▶ [What is required]: Set down the material once more, exactly as it appears.

[start of Data extract]

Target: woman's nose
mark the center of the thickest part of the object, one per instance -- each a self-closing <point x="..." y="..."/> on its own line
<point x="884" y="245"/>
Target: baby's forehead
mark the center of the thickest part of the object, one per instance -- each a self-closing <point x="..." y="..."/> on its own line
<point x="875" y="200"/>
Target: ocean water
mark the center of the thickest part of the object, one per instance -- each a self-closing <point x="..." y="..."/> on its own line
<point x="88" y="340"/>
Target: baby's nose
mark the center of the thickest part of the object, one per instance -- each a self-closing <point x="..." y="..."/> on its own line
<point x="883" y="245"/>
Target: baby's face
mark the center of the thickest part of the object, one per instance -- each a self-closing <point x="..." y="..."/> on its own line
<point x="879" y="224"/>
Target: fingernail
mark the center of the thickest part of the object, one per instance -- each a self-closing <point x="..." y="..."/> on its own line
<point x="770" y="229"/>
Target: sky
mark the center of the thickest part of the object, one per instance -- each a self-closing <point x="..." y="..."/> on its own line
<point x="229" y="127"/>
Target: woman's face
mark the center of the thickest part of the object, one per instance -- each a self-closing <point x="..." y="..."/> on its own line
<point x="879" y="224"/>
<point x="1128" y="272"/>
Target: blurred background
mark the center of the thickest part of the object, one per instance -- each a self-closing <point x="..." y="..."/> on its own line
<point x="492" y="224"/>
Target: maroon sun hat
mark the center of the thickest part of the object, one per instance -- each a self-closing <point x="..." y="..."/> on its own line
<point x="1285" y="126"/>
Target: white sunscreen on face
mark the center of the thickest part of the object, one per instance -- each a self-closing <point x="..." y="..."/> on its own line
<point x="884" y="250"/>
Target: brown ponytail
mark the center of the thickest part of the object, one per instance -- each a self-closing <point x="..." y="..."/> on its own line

[end of Data extract]

▶ [The solution]:
Target: woman's nose
mark the center of the thickest part of the object, one per instance -- each a self-closing <point x="..." y="..."/> on its own line
<point x="884" y="245"/>
Target: baby's forehead
mark the center of the thickest part of the object, one per instance -- each a self-closing <point x="..." y="..."/> on its own line
<point x="875" y="200"/>
Target: ocean water
mark the center of the thickest part of the object, one per instance -- each a self-closing <point x="..." y="..."/> on its own line
<point x="88" y="340"/>
Target: baby's nose
mark the center of the thickest part of the object, one per instance -- each a self-closing <point x="..." y="..."/> on its own line
<point x="883" y="245"/>
Target: baby's face
mark the center of the thickest part of the object, one per instance -- each a self-closing <point x="..." y="..."/> on its own line
<point x="879" y="224"/>
Target: fingernail
mark the center of the thickest part of the object, one per instance -- each a self-closing <point x="..." y="..."/> on its own line
<point x="770" y="229"/>
Target: sky
mark the center of the thickest part of the object, one per instance -- each a self-closing <point x="..." y="..."/> on its own line
<point x="229" y="127"/>
Target: woman's face
mark the center of the thickest part of the object, one per instance -- each a self-closing <point x="..." y="..."/> on its own line
<point x="879" y="224"/>
<point x="1128" y="272"/>
Target: blurred background
mark the center of the thickest part of the object, one per instance -- each a self-closing <point x="..." y="..."/> on its own line
<point x="492" y="224"/>
Target: maroon sun hat
mark the center of the thickest part of the object, one per instance -- each a self-closing <point x="..." y="..."/> on its own line
<point x="1285" y="126"/>
Target: white sunscreen on face
mark the center of the thickest part of the object, one per instance -- each a self-closing <point x="..." y="..."/> on its own line
<point x="884" y="250"/>
Target: brown ponytail
mark the center of the thickest part of the object, one per instance -- each a self-closing <point x="..." y="..."/> on its own line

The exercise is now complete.